# OPDRACHTEN
[1] Neem uit de uitspraak van het Hof Amsterdam letterlijk het gedeelte over dat opent met de woorden met "Hof Amsterdam, 18-09-2018, nr." en sluit met "Belastingrecht algemeen (V)".
[2] Zet de uitspraak van het Hof Amsterdam voort, aansluitend op de laatste zin die er nu staat.

# TE LEZEN FRAGMENT
———
Hof Amsterdam, 18-09-2018, nr. 17/00378
ECLI:NL:GHAMS:2018:4890
- Instantie
Hof Amsterdam
- Datum
18-09-2018
- Zaaknummer
17/00378
- Vakgebied(en)
Belastingrecht algemeen (V)
- Brondocumenten en formele relaties
ECLI:NL:GHAMS:2018:4890, Uitspraak, Hof Amsterdam, 18‑09‑2018; (Hoger beroep)
- Vindplaatsen
Belastingblad 2019/100 met annotatie van M. Noordegraaf
NLF 2019/0164 met annotatie van
NTFR 2019/545 met annotatie van Mr. dr. R.M.P.G. Niessen-Cobben
Uitspraak 18‑09‑2018
Inhoudsindicatie
Procesbelang huurder bij WOZ-beschikking. Woningstichting Y hanteert een huurprijsbeleid. Het geschil tussen partijen heeft zich in hoger beroep toegespitst op de vraag of aan het beleid van de woningstichting Y de door belanghebbende gestelde uitleg moet worden gegeven. De rechtbank heeft ten onrechte overwogen dat onvoldoende is onderbouwd dat een verlaging van de WOZ-waarde daadwerkelijk tot een lagere huurprijs leidt en die overweging (mede) van belang geacht voor haar oordeel over de aanwezigheid van een procesbelang van belanghebbende. Voor de aanwezigheid van een dergelijk belang is voldoende dat op grond van hetgeen belanghebbende heeft gesteld een lagere dan de vastgestelde WOZ-waarde voor haar tot een lagere huur zou kunnen leiden en beantwoording van deze vraag enig rechterlijk (feitelijk en/of juridisch) onderzoek vergt. Volgt terugwijzing.
———
# AANGELEVERDE GEGEVENS
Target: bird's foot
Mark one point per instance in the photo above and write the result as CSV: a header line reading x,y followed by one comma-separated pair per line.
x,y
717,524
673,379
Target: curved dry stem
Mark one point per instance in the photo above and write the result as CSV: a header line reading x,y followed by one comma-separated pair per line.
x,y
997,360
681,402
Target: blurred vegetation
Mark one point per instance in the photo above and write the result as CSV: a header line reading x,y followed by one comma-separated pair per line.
———
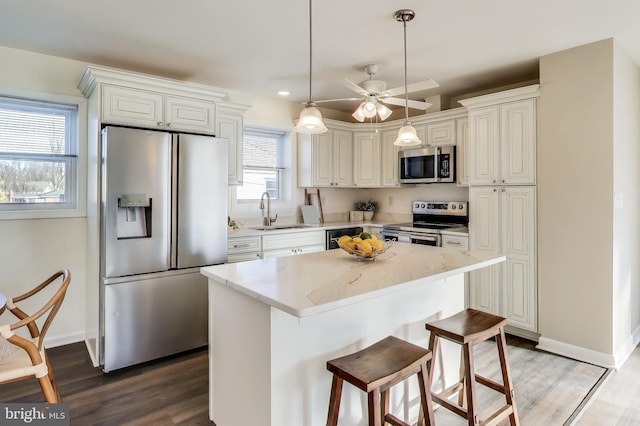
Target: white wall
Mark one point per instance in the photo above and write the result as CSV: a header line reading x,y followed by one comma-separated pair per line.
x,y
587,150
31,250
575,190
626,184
———
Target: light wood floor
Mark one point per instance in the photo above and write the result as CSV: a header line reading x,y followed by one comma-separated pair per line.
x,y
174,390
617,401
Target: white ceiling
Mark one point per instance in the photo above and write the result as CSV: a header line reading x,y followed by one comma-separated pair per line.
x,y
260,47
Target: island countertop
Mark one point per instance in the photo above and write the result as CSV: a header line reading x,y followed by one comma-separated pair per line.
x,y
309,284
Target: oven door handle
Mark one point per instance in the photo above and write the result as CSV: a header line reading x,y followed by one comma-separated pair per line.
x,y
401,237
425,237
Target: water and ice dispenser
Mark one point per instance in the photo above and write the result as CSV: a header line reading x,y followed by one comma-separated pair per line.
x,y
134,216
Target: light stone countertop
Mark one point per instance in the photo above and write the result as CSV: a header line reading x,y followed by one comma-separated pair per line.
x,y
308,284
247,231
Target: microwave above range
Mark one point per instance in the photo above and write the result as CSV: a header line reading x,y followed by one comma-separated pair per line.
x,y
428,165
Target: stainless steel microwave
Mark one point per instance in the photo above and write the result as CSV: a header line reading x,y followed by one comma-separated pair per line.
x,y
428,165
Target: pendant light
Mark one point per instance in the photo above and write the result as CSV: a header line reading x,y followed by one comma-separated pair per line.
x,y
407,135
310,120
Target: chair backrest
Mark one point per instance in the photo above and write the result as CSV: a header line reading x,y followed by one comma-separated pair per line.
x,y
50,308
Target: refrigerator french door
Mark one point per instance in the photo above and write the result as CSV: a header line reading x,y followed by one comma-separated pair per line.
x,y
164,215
———
# UITWERKINGEN
[1]
Hof Amsterdam, 18-09-2018, nr. 17/00378
ECLI:NL:GHAMS:2018:4890
- Instantie
Hof Amsterdam
- Datum
18-09-2018
- Zaaknummer
17/00378
- Vakgebied(en)
Belastingrecht algemeen (V)

[2]
Partij(en)
GERECHTSHOF AMSTERDAM
Kenmerk 17/00378
18 september 2018
uitspraak van de derde meervoudige belastingkamer
op het hoger beroep van
[X] te [plaats] , belanghebbende, gemachtigde: M. van Yperen, WOZ-consultants te Arnhem,
tegen de uitspraak van de rechtbank Noord-Holland (hierna: de rechtbank) in de zaak met kenmerk HAA 17/184, tussen
belanghebbende
en
de heffingsambtenaar van de gemeente Medemblik,
de heffingsambtenaar.
1. Ontstaan en loop van het geding
1.1.
De heffingsambtenaar heeft bij beschikking met dagtekening 20 februari 2016 op de voet van artikel 22 van de Wet waardering onroerende zaken (Wet WOZ) de waarde van de onroerende zaak [adres] voor het jaar 2016 vastgesteld op € 86.000 (hierna: WOZ-beschikking).
1.2.
Het daartegen gemaakt bezwaar heeft de heffingsambtenaar bij uitspraak, gedagtekend 12 december 2016, ongegrond verklaard.
1.3.
Het tegen die uitspraak ingestelde beroep heeft de rechtbank in haar uitspraak niet-ontvankelijk verklaard.
1.4.
Het tegen de uitspraak van de rechtbank ingestelde hoger beroep is bij het Hof ingekomen op 28 juli 2017. De heffingsambtenaar heeft een verweerschrift ingediend.
1.5.
Het onderzoek ter zitting heeft plaatsgevonden op 8 augustus 2018. Van het verhandelde ter zitting is een proces-verbaal opgemaakt dat met deze uitspraak wordt meegezonden.
2. Feiten
2.1.
Belanghebbende is huurder van de onroerende zaak [adres] (hierna: de woning). Zij betaalt een ‘kale huur’ van € 448,16.
2.2.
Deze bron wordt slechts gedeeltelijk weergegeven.